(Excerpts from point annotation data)

::::::::

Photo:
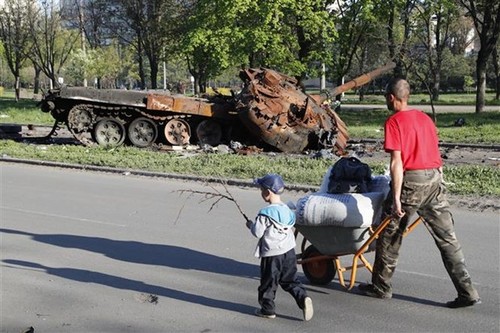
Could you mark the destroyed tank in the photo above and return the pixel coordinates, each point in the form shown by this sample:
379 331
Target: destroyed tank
271 109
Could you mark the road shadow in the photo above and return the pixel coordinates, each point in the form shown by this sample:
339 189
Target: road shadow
335 285
86 276
147 254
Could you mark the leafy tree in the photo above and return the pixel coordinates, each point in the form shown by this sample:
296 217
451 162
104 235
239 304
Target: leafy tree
434 19
15 35
486 17
354 18
288 35
52 44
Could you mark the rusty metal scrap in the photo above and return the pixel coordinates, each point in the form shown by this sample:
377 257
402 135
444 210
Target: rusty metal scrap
274 108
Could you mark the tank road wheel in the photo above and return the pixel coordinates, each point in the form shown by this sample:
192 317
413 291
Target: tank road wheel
109 132
79 122
209 132
319 272
142 132
177 132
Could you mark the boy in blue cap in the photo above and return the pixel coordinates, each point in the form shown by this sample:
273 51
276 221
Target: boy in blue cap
273 226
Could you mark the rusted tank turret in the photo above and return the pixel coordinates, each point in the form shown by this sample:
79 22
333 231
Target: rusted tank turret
273 107
270 108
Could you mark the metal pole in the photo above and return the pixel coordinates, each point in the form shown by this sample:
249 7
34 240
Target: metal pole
323 77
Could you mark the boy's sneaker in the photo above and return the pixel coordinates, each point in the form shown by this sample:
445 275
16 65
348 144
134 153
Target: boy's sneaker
308 310
462 302
369 289
258 313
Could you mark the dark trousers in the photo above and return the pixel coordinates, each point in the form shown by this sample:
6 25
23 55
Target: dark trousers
280 270
423 193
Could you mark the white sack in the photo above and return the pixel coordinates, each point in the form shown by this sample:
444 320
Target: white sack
344 210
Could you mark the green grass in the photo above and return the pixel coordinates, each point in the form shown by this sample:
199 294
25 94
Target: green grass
477 180
25 111
479 128
444 99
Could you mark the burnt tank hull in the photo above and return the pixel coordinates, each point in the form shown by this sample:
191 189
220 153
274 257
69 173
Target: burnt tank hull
270 109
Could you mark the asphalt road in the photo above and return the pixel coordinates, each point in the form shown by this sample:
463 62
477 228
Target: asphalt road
424 107
94 252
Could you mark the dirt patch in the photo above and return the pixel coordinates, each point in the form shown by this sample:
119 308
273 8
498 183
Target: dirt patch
370 151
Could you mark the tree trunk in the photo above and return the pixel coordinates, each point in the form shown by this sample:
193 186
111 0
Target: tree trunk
17 88
36 85
154 73
496 65
481 83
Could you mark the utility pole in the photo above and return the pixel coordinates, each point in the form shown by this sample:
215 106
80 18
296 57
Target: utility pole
82 38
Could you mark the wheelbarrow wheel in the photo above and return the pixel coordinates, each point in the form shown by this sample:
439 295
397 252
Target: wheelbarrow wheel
320 272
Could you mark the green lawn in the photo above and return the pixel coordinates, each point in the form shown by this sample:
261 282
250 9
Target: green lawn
477 180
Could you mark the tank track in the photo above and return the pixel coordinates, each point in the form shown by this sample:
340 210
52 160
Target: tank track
81 119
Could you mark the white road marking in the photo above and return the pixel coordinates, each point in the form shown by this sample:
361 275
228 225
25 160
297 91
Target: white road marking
62 216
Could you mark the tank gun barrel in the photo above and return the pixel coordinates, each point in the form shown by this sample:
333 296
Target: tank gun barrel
363 79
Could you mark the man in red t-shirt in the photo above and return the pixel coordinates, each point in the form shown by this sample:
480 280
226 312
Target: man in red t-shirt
417 187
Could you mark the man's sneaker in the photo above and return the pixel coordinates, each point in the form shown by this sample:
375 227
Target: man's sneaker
370 290
258 313
308 310
462 302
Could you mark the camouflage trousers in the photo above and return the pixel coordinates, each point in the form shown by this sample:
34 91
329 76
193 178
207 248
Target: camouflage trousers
424 193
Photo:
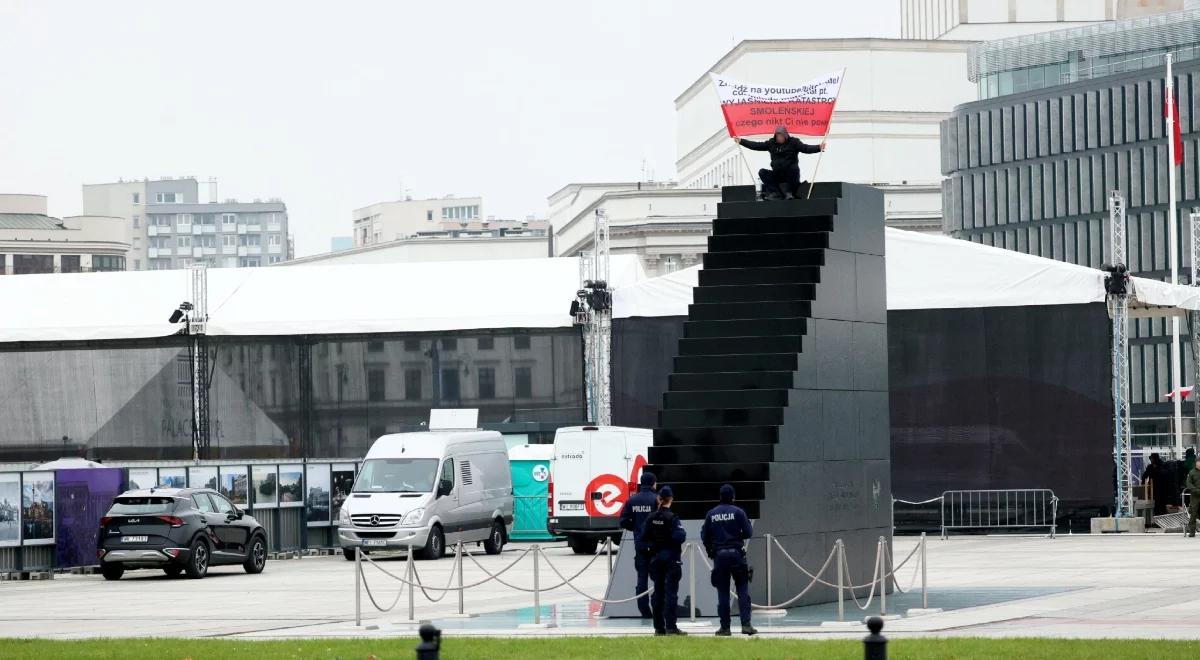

::::::::

→ Challenge: Show each line from the items above that contains the string "patch", reproducing every such line in full.

→ Completed exercise:
Could you mark the dirt patch in the photo above and return the pixel coordinates, each point in the form shown by this sample:
Target: dirt patch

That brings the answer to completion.